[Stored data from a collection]

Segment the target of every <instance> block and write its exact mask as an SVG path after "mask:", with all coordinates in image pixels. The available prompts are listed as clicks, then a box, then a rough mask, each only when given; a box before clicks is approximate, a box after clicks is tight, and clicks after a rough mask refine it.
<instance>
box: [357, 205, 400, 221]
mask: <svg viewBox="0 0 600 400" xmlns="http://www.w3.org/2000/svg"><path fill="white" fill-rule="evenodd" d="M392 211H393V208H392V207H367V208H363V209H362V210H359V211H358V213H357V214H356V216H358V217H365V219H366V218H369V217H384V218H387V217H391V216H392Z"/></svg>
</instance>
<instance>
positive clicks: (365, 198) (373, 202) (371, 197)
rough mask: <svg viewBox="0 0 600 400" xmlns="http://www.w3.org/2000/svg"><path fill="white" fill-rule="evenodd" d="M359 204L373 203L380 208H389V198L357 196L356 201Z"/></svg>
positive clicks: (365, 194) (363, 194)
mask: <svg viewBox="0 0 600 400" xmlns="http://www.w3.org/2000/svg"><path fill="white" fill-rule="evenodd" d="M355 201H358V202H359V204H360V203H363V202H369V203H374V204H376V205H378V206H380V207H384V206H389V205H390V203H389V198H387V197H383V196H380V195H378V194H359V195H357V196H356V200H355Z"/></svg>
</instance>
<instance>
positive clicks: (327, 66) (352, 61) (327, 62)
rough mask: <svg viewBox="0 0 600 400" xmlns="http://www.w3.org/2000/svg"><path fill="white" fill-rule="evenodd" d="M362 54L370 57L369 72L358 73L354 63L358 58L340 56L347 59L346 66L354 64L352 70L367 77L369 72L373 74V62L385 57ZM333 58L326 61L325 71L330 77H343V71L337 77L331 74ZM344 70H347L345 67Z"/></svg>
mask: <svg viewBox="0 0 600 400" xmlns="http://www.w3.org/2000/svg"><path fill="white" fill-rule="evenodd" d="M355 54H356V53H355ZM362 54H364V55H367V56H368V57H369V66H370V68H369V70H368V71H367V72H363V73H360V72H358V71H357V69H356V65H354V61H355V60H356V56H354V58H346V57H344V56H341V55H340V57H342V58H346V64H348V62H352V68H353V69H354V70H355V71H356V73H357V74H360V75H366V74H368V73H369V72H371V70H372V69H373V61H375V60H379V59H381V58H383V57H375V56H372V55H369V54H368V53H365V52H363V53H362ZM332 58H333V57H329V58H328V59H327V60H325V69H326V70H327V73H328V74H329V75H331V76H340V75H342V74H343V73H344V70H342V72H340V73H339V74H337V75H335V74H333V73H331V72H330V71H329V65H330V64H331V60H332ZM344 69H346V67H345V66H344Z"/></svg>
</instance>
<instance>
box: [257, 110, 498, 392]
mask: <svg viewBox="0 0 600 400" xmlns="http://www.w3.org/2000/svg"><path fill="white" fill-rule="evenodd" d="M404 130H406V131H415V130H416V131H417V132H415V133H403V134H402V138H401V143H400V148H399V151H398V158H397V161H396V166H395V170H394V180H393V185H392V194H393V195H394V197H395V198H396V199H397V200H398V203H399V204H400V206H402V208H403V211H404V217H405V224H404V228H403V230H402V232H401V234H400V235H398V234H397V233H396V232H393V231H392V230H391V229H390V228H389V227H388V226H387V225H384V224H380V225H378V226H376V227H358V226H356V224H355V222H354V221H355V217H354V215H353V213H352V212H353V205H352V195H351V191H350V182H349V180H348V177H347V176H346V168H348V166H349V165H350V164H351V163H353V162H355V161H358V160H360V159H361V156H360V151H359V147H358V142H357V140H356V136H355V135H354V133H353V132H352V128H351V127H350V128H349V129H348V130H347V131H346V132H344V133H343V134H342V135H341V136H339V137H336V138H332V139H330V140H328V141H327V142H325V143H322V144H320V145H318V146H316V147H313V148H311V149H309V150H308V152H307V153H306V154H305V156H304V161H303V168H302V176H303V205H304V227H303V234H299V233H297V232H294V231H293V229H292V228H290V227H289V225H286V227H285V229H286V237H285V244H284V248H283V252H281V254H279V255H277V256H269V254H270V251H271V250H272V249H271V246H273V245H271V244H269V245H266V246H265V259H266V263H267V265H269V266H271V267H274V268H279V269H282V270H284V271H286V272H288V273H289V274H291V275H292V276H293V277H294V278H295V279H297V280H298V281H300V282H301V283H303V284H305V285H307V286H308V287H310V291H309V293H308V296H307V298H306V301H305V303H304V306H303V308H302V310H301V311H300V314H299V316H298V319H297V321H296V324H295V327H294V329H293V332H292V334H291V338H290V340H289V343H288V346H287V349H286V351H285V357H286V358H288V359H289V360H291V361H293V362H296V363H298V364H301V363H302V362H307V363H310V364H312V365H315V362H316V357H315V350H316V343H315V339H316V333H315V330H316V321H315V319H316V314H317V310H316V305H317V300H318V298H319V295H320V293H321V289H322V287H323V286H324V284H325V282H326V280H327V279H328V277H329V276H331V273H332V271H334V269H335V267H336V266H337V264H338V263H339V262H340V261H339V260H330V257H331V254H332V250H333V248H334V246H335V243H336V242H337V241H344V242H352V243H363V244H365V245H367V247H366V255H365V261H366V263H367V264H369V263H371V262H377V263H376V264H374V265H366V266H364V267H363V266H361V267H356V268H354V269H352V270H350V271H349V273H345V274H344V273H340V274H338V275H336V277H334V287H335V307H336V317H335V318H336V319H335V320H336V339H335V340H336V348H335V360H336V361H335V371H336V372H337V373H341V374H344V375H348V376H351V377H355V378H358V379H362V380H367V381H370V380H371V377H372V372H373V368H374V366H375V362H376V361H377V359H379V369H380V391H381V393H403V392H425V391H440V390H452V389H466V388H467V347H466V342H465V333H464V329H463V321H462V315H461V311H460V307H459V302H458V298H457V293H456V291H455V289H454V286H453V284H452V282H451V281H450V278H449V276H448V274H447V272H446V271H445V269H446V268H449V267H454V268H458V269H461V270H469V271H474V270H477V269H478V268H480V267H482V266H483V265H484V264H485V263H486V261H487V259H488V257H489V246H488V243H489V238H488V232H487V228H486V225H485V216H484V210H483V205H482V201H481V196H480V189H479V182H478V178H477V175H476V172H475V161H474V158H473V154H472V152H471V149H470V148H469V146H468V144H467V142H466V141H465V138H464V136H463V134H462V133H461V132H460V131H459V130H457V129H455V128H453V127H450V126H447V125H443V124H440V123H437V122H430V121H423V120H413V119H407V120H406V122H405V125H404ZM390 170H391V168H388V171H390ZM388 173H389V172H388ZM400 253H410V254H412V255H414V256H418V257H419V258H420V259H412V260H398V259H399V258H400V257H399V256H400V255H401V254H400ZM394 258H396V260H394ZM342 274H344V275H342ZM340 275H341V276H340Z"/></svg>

Work instruction >> Pick out each line of the data above that contains the word "positive" and copy those lines.

Exercise response >>
positive clicks: (365, 198) (373, 202) (371, 197)
positive clicks: (365, 194) (363, 194)
positive clicks: (327, 66) (352, 61) (327, 62)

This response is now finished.